It is found that generally a set of a few tens of climate indicators is enough to provide a meaningful estimation (resolved variance of about 30%) of the simulated global annual temperature at annual timescales. The reconstructions based on around 10 indicators are barely able to resolve 10% of the temperature variance. The skill of the regression model increases at lower frequencies, so that at timescales longer than 20 yr the explained variance may reach 65%. However, the reconstructions tend to underestimate some periods of global cooling that are associated with temperatures anomalies off the Antarctic coast and south of Greenland lasting for about 20 yr. Also, it is found that in one 100-yr period, the low-frequency behavior of the global temperature evolution is not well reproduced, the error being probably related to tropical dynamics.
This analysis could be inﬂuenced by the lack of a realistic variability of external forcing in the simulation and also by the quality of simulated key variability modes, such as ENSO. Both factors can affect the large-scale coherence of the temperature ﬁeld and, therefore, the skill of the statistical models.
Perhaps people can help me out here:
McI makes a request to Mann for data so he can do his ‘study’ on MBH98/99. Mann refers McI to his associate, Rutherford, who can’t locate the ftp site with the data and so sends McI an excel file. As a result, McI cannot replicate the results and so McI asks for more assistance and help working out the methodology. Mann points him to Zorita et al. who he argues successfully reproduced the methodology in their climate modeling.
It is only after M&M03 that Mann responds that the Excel data was erroneous. Thus the M&M03 findings were wrong because they used the wrong data.

● **Collected data**:

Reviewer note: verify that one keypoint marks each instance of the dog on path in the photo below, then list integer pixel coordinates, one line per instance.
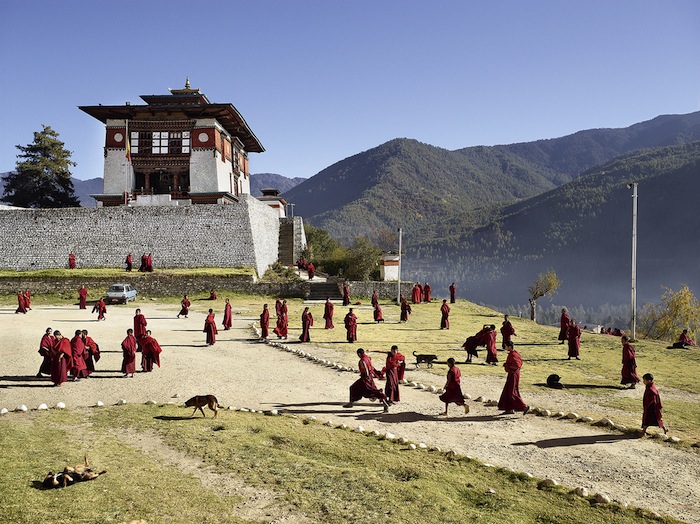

● **Requirements**:
1/ Copy from the climate passage word for word, starting with "This analysis could" and going on through "their climate modeling.".
2/ List every person's name that appears in the climate passage.
3/ Write the next part of the climate passage, picking up right after the sentence ending "because they used the wrong data."

● **Answers to the exercise**:
1/
This analysis could be inﬂuenced by the lack of a realistic variability of external forcing in the simulation and also by the quality of simulated key variability modes, such as ENSO. Both factors can affect the large-scale coherence of the temperature ﬁeld and, therefore, the skill of the statistical models.
Perhaps people can help me out here:
McI makes a request to Mann for data so he can do his ‘study’ on MBH98/99. Mann refers McI to his associate, Rutherford, who can’t locate the ftp site with the data and so sends McI an excel file. As a result, McI cannot replicate the results and so McI asks for more assistance and help working out the methodology. Mann points him to Zorita et al. who he argues successfully reproduced the methodology in their climate modeling.

2/ McI, Mann, Rutherford, Zorita

3/
Here’s the original paper: Corrections to the Mann et al. (1998) Proxy Database and Northern Hemispheric Average Temperature Series
Here’s the abstract:
The data set of proxies of past climate used in Mann, Bradley and Hughes (1998, “MBH98” hereafter) for the estimation of temperatures from 1400 to 1980 contains collation errors, unjustifiable truncation or extrapolation of source data, obsolete data, geographical location errors, incorrect calculation of principal components and other quality control defects. We detail these errors and defects. We then apply MBH98 methodology to the construction of a Northern Hemisphere average temperature index for the 1400-1980 period, using corrected and updated source data. The major finding is that the values in the early 15th century exceed any values in the 20th century. The particular “hockey stick” shape derived in the MBH98 proxy construction – a temperature index that decreases slightly between the early 15th century and early 20th century and then increases dramatically up to 1980 — is primarily an artefact of poor data handling, obsolete data and incorrect calculation of principal components.
Here’s the second E&E paper: The M&M Critique of the MBH98 Northern Hemisphere Climate Index: Update and Implications:
Here’s the abstract:
The differences between the results of McIntyre and McKitrick and Mann et al.  can be reconciled by only two series: the Gaspé cedar ring width series and the first principal component (PC1) from the North American tree ring network. We show that in each case MBH98 methodology differed from what was stated in print and the differences resulted in lower early 15th century index values.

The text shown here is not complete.